= TASKS TO CARRY OUT =
[A] Using the text on Kenyan CFO personality research, answer these questions:
(i) Which personality inventories were used to assess the CFOs?
(ii) Which roles count as Senior Finance Executives in the analysis?
(iii) What question does the writer say CEOs often ask?
[B] Write the next part of the text on Kenyan CFO personality research, picking up after its final point.

= PAGE TEXT =
[BEGIN]
Our research, based 10-years of personality data from CFO hiring in Kenya, shows that few Kenyan CFOs and Senior Finance Executives have the leadership and relationship-oriented competencies required to be increasingly effective in these dynamic roles.

Few roles are as important as the Chief Financial Officer, and although they often possess the passion for analytical thinking, drive and focus, Boards question whether they have the breed of CFO who can truly be considered a co-pilot to the CEO. “What is the problem with Kenyan CFOs?” is a question I am often asked by CEOs. In a market recognized for plentiful finance talent, hiring senior finance executives provides a challenge demanding a need to recognize traits needed for success, beyond subject matter expertise.

Managing the most critical and fundamental business asset – capital – and given the market volatility of the recent year, the emphasis on operations underscores the focus for CFOs to understand how to cultivate all these assets – technology, talent and intellectual – to gain competitive advantage. And yet CFOs appear to struggle in creating the competitive advantage in the one asset organisations cannot duplicate – people.

In response to this question, we recognize that personality traits impact individual and organizational performance and we therefore conducted an analysis on personality data of CFOs assessed using the Hogan personality inventories since 2008 in Kenya compared to the global benchmark of CFOs. In addition, we examined the same data for Senior Finance Executives (Controllers and Finance Managers) comparing them to their global peer group data.

We found that whilst Kenyan CFOs are more ambitious, driven, process-focused, analytical, they have lower levels of interpersonal sensitivity, focus less on people issues and struggle with relationship - and trust-building competencies.

Executive Summary

  1. Leadership, career success and organisational effectiveness are closely linked to personality.
  2. According to our analysis of personality psychometric data over the last 10 years, Kenyan CFOs’ focus, analytical thinking, drive and passion for intellectual curiosity play a key role in getting them into the C-Suite.
  3. Compared to the global profile, Kenyan CFOs need stronger attributes around interpersonal and relationship skills.
  4. Those aspiring to become CFOs and beyond need to develop to strong relationship building skills, leadership attributes of building trust and coaching.
[END]
= LISTING =
[BEGIN]
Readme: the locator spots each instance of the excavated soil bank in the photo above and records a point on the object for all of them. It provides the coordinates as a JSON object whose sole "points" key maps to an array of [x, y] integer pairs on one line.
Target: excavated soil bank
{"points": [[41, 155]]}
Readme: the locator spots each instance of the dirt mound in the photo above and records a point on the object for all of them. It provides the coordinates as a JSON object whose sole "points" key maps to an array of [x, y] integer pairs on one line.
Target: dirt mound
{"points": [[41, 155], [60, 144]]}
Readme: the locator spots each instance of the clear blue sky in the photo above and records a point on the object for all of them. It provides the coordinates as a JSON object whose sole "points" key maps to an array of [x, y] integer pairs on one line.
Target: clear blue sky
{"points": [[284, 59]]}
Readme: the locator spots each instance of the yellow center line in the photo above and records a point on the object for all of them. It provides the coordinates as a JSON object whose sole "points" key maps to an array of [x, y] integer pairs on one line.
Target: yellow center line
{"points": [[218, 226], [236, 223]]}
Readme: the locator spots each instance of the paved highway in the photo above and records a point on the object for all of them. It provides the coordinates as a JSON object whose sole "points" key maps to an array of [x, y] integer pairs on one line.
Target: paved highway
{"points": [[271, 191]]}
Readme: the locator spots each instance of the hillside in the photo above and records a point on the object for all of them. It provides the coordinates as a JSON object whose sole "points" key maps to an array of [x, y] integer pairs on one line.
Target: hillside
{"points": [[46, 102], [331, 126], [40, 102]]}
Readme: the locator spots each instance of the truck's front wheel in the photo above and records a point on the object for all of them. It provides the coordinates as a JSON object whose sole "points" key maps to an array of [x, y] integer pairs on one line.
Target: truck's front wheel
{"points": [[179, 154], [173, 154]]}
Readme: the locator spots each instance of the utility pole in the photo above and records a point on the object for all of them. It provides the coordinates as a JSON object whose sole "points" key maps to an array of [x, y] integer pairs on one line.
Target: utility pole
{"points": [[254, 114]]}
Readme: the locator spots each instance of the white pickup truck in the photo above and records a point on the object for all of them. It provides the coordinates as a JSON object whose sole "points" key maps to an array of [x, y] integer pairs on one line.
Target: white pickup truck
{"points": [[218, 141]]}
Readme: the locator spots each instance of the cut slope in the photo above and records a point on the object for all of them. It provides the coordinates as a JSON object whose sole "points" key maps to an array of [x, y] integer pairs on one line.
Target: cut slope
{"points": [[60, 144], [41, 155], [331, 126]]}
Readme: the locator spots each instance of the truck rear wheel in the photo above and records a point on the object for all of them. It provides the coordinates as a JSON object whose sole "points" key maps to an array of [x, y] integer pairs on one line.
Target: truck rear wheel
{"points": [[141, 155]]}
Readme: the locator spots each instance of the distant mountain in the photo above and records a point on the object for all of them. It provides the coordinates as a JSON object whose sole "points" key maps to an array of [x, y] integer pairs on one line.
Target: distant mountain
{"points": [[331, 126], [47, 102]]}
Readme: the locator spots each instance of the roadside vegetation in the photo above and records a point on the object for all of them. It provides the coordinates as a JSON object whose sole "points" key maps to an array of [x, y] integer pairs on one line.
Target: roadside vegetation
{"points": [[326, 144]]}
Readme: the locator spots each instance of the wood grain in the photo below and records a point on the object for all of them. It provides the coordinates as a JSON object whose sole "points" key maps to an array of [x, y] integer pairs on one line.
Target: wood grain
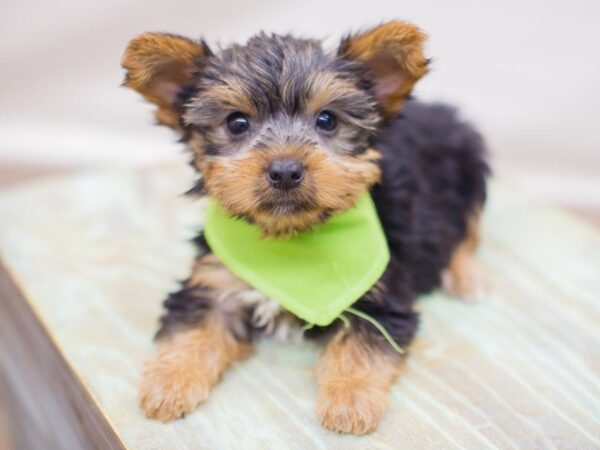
[END]
[BEGIN]
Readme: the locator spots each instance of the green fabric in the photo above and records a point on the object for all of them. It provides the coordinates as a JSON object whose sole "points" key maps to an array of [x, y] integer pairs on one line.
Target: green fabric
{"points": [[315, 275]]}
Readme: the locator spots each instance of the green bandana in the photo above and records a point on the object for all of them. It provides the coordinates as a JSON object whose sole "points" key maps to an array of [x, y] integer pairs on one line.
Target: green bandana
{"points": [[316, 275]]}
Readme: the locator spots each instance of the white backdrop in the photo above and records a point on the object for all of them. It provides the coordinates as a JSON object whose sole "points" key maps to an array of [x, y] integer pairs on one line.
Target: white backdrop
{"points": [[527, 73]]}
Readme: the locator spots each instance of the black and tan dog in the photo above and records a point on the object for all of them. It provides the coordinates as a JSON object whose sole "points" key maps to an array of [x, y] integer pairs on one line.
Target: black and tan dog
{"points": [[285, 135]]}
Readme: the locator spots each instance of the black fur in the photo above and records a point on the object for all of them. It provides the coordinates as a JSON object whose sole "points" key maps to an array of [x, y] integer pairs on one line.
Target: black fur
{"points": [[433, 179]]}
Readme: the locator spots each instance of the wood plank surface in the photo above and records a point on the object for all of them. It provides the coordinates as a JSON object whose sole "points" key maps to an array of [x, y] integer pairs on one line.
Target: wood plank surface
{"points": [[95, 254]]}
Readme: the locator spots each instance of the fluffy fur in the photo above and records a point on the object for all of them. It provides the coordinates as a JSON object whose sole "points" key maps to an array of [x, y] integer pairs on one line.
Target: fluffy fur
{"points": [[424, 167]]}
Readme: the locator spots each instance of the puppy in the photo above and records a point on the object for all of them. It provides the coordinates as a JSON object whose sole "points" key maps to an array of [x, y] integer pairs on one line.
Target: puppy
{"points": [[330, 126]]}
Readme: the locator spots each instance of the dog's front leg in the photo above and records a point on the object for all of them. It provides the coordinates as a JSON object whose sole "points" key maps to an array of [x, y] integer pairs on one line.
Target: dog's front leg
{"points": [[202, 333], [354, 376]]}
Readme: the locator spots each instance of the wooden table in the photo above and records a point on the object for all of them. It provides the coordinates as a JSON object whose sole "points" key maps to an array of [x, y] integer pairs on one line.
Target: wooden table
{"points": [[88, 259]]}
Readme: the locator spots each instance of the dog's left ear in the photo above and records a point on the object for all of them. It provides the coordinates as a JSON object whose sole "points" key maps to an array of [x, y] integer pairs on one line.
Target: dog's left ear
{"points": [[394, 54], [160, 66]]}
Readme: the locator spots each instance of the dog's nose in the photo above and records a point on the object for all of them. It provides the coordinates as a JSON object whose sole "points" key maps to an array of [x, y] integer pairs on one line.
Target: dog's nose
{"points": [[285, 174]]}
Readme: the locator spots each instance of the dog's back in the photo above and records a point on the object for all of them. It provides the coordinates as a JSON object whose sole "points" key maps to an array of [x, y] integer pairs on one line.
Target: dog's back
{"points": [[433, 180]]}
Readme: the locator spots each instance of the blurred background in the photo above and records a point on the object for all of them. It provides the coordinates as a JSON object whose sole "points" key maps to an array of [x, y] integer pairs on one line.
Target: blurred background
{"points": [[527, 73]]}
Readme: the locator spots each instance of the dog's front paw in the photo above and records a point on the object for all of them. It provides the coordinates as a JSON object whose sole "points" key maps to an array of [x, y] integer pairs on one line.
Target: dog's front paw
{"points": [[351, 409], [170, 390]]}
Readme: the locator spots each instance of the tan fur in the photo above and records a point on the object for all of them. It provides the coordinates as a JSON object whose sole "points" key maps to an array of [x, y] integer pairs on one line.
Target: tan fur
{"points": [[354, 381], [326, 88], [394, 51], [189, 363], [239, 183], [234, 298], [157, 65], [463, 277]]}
[END]
[BEGIN]
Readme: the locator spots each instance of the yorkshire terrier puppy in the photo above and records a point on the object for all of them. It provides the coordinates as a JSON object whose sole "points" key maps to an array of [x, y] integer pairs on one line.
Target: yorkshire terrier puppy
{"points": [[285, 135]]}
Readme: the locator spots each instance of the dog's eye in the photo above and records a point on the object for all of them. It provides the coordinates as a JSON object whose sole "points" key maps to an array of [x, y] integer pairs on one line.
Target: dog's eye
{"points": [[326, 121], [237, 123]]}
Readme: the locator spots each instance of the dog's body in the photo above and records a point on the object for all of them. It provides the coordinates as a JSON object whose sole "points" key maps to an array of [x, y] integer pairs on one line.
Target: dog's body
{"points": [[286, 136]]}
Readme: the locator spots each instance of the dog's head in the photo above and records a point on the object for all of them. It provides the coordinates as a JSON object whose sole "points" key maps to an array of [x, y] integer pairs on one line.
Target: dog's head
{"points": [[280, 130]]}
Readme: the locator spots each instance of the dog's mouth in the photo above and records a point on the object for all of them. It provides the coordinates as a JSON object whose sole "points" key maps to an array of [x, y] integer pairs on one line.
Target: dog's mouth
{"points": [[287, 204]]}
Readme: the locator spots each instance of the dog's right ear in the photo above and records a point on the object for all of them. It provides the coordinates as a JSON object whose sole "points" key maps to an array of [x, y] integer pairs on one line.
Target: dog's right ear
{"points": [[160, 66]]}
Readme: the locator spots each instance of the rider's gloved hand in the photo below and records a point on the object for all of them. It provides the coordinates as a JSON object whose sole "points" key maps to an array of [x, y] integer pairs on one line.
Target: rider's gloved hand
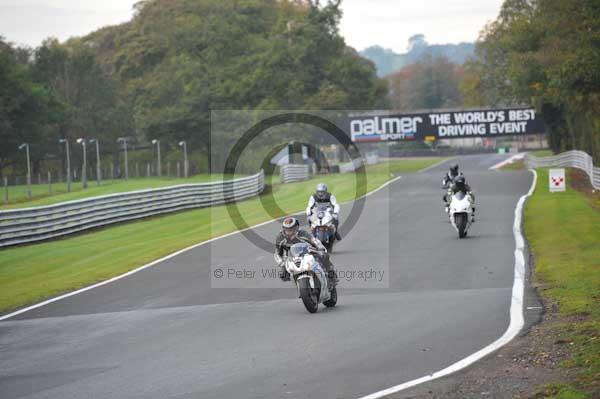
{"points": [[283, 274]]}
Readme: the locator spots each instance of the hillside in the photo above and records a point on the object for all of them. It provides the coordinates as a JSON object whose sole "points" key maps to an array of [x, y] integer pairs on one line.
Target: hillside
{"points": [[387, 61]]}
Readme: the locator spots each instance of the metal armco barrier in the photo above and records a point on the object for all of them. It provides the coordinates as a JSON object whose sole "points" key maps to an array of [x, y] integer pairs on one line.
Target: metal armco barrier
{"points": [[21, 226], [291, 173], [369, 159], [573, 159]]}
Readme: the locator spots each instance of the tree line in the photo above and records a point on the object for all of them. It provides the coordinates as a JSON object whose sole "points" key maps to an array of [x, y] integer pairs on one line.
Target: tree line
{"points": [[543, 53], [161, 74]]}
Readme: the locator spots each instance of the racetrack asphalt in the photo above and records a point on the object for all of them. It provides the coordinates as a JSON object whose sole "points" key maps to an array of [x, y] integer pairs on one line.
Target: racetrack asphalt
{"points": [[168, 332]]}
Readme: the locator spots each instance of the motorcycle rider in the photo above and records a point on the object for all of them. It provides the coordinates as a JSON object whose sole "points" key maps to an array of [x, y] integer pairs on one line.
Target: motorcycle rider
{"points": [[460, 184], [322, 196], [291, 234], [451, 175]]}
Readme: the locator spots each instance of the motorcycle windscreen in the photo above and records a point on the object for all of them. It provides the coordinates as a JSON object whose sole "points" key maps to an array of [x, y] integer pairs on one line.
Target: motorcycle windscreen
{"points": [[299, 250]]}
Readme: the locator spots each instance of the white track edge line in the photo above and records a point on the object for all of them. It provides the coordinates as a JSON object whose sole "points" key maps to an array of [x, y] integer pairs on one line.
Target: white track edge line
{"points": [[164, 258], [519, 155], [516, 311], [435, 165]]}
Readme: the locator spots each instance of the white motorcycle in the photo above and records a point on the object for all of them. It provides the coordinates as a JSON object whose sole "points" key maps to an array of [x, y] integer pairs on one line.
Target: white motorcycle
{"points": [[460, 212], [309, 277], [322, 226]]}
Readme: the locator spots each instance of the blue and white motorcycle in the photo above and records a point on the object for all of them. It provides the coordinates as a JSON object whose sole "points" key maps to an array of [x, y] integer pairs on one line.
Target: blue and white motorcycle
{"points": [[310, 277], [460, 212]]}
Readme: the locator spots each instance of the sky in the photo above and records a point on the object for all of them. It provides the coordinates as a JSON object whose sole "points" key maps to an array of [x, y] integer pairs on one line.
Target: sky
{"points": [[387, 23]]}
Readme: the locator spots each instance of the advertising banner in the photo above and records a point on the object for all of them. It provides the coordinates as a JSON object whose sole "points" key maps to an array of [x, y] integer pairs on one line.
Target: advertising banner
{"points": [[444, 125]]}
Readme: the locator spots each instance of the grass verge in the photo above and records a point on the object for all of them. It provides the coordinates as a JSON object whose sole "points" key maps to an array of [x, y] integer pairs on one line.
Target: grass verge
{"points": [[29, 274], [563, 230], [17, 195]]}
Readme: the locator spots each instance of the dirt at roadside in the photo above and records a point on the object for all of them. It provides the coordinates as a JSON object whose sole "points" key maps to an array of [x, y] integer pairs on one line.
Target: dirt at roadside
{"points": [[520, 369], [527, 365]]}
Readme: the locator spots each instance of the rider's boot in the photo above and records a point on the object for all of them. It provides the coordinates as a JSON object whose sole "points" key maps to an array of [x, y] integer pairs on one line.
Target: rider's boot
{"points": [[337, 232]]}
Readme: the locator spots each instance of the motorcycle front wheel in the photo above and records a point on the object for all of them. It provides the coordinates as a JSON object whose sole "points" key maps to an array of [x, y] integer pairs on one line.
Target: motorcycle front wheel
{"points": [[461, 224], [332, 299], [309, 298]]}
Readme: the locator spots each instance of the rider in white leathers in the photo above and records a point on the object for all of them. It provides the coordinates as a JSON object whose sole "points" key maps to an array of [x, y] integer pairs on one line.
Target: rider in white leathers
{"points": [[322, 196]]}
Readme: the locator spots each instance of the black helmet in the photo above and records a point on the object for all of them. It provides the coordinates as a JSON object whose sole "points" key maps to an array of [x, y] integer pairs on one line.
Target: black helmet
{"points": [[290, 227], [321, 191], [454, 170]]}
[END]
= OUTPUTS =
[A]
(i) The Hogan personality inventories.
(ii) Controllers and Finance Managers.
(iii) "What is the problem with Kenyan CFOs?"

[B]
  5. As the CFO role evolves to be more diverse, complex and multi-faceted, a more agile, values-based leadership is needed to deploy and manage the talent with diverse skills.
  6. Hiring a CFO who can truly be considered a co-pilot to the CEO is no mean feat, and requires an understanding of leadership and behavioural attributes of finance executives.
  7. Companies that pay attention to these attributes in the hiring of senior finance executives stand to gain in finding agile leaders who can drive transformation and foster a culture of development.

A Global Challenge

A CFO Pulse Survey conducted by Korn Ferry in 2013 revealed that 49.4% CFO replacement are filled from external hiring, and only 4% of external hires are controllers, highlighting the clear lack of talent development in the function.

When we examine the number of CFOs who are promoted to CEOs globally, a similar trend appears. In 2015 in the Forbes 2000 Companies only 13% of CEOs came from a CFO role and only 18% from previously held senior-level finance roles. In Kenya, of the non-financial institutions on the NSE today, only 16% of CEOs were previously CFOs.

How will a CFO be succeeded

The reason for the dearth of financial executives moving into CFO roles and beyond are both eye-opening and instructive, if we are to identify and select the right CFO for companies.

Although strong financial acumen, a strategic mind-set and business partnering skills are characteristics of best-in-class finance executives, they are insufficient to transition successfully to CFO and beyond.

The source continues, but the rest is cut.